--- START RECORDS SHOWN ---

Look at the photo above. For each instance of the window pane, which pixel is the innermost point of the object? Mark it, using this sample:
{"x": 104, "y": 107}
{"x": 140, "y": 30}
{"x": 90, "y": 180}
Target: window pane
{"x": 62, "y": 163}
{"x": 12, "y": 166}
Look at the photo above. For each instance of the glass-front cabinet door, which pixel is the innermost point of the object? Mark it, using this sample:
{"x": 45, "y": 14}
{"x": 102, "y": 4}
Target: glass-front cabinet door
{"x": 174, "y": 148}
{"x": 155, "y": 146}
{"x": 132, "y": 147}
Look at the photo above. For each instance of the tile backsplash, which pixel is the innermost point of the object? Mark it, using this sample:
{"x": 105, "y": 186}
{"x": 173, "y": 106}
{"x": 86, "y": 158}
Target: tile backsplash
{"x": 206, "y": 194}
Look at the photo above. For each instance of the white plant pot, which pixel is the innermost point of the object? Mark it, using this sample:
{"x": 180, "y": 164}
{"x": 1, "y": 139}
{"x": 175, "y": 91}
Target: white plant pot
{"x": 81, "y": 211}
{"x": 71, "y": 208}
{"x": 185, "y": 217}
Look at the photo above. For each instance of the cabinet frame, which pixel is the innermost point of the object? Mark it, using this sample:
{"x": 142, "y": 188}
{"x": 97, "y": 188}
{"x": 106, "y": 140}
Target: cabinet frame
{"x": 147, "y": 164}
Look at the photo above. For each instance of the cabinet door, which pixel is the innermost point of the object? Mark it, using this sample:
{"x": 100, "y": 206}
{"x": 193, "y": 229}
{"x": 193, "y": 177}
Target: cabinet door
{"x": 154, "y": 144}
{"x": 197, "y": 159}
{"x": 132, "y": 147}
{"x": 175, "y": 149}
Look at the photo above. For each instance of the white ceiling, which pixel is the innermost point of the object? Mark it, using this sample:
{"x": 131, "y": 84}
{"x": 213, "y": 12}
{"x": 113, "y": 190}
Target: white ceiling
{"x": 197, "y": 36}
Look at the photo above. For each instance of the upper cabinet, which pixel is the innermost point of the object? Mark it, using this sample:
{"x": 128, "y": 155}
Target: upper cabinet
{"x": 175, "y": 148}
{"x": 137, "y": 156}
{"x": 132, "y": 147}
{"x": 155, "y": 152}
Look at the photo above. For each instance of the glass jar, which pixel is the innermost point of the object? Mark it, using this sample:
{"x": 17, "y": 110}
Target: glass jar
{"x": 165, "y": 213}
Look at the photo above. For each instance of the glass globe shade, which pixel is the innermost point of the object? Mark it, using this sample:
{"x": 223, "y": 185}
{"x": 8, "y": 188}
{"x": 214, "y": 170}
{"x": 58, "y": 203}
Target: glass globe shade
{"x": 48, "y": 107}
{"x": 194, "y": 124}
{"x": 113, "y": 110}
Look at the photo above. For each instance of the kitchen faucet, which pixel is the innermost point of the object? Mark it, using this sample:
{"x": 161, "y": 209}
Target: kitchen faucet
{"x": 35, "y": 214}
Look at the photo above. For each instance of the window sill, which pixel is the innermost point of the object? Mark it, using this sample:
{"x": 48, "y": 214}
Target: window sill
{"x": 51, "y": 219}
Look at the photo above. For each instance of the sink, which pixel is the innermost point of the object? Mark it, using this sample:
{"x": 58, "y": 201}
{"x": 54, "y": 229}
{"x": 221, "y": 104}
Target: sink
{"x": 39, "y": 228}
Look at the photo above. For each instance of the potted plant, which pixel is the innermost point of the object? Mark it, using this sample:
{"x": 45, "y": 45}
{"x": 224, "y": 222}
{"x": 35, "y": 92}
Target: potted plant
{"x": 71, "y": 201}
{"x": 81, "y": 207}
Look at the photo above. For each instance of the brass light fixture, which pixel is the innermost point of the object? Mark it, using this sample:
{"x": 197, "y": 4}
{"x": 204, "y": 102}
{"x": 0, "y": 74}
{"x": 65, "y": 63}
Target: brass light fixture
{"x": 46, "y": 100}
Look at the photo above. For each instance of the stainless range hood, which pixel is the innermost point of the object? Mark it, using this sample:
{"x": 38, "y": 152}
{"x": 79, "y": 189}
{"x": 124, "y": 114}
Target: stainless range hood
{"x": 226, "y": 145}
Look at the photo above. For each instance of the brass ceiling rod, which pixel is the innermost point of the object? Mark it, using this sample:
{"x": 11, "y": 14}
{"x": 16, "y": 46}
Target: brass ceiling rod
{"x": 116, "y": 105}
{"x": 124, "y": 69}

--- END RECORDS SHOWN ---

Only those lines running from the one containing "window sill, which" through the last line of the data above are to be copied, exactly, with both ends included.

-- THE OUTPUT --
Look at the photo above. For each instance of the window sill, which pixel is the innermost point of the object? Mark it, using this sample:
{"x": 48, "y": 214}
Target: window sill
{"x": 51, "y": 219}
Look at the photo above. For each instance of the sink, which pixel is the innermost point of the object? Mark it, using this sample:
{"x": 58, "y": 201}
{"x": 54, "y": 229}
{"x": 221, "y": 104}
Target: sink
{"x": 39, "y": 228}
Look at the photo above. For each instance of the potted plant, which pixel is the innermost point of the object? Mark it, using this sample:
{"x": 45, "y": 45}
{"x": 224, "y": 222}
{"x": 35, "y": 92}
Target: potted plant
{"x": 71, "y": 201}
{"x": 81, "y": 207}
Look at the photo above. For each instance of the brass light fixture, which pixel is the innermost point of the object? Mark it, using this sample:
{"x": 197, "y": 4}
{"x": 204, "y": 102}
{"x": 0, "y": 74}
{"x": 65, "y": 63}
Target: brass light fixture
{"x": 46, "y": 100}
Look at the photo above. For each instance of the stainless range hood, which pixel is the innermost point of the object? Mark it, using this sample:
{"x": 38, "y": 152}
{"x": 79, "y": 189}
{"x": 124, "y": 114}
Target: stainless range hood
{"x": 226, "y": 145}
Look at the photo above. For each instance of the brass ceiling rod, which pixel is the innermost point of the object? Mark it, using this sample:
{"x": 11, "y": 14}
{"x": 16, "y": 46}
Target: brass ceiling rod
{"x": 116, "y": 105}
{"x": 124, "y": 69}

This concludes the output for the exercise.